> _TRAVAIL DEMANDÉ_:
Renvoyez tel quel, s'il vous plaît, le passage du texte fourni ci-dessous qui commence par « Being John Malkovich » et se poursuit jusqu'à « vivre (voir revivre). » inclus.

> _TEXTE FOURNI_:
>>>

Avant de s'atteler à la réalisation de son premier long-métrage, Spike Jonze avait déjà illuminé les yeux de bons nombres d'aficionados de Björk ou Fatboy Slim avec des clips riches et très intéressants d'un point de vue imaginaire. Le bonhomme distillait une sorte de magie, transcendant la musique en y insufflant un cadre assez amusant, ouvrant plusieurs portes sur des thèmes variés. Pour employer une locution moderne : "il envoyait du rêve".


Being John Malkovich est dans la lignée de ses clips, on trouve toujours ce côté décalé qui met de bonne humeur. L'imagination débordante de Jonze se retrouve dans des éléments minimales, mais qui gagnent en importance tout au long du film, en apportant une magie quasiment merveilleuse (bien qu'on reste dans un cadre très réaliste) : les plafonds bas, le trou permettant d'accéder aux yeux de Malkovich, les sempiternelles chutes à côté d'une autoroute et j'en passe. C'est une chose qu'on retrouve d'ailleurs dans Her : faire rêver avec des choses purement réelles. Jonze s'approprie des éléments classiques pour les modeler, les faire vivre (voir revivre).

<<<

> _DONNÉES ENREGISTRÉES_:
>>>

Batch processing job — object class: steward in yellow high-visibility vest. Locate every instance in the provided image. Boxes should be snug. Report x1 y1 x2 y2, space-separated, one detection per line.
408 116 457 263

<<<

> _CORRIGÉ DE L'EXERCICE_:
Being John Malkovich est dans la lignée de ses clips, on trouve toujours ce côté décalé qui met de bonne humeur. L'imagination débordante de Jonze se retrouve dans des éléments minimales, mais qui gagnent en importance tout au long du film, en apportant une magie quasiment merveilleuse (bien qu'on reste dans un cadre très réaliste) : les plafonds bas, le trou permettant d'accéder aux yeux de Malkovich, les sempiternelles chutes à côté d'une autoroute et j'en passe. C'est une chose qu'on retrouve d'ailleurs dans Her : faire rêver avec des choses purement réelles. Jonze s'approprie des éléments classiques pour les modeler, les faire vivre (voir revivre).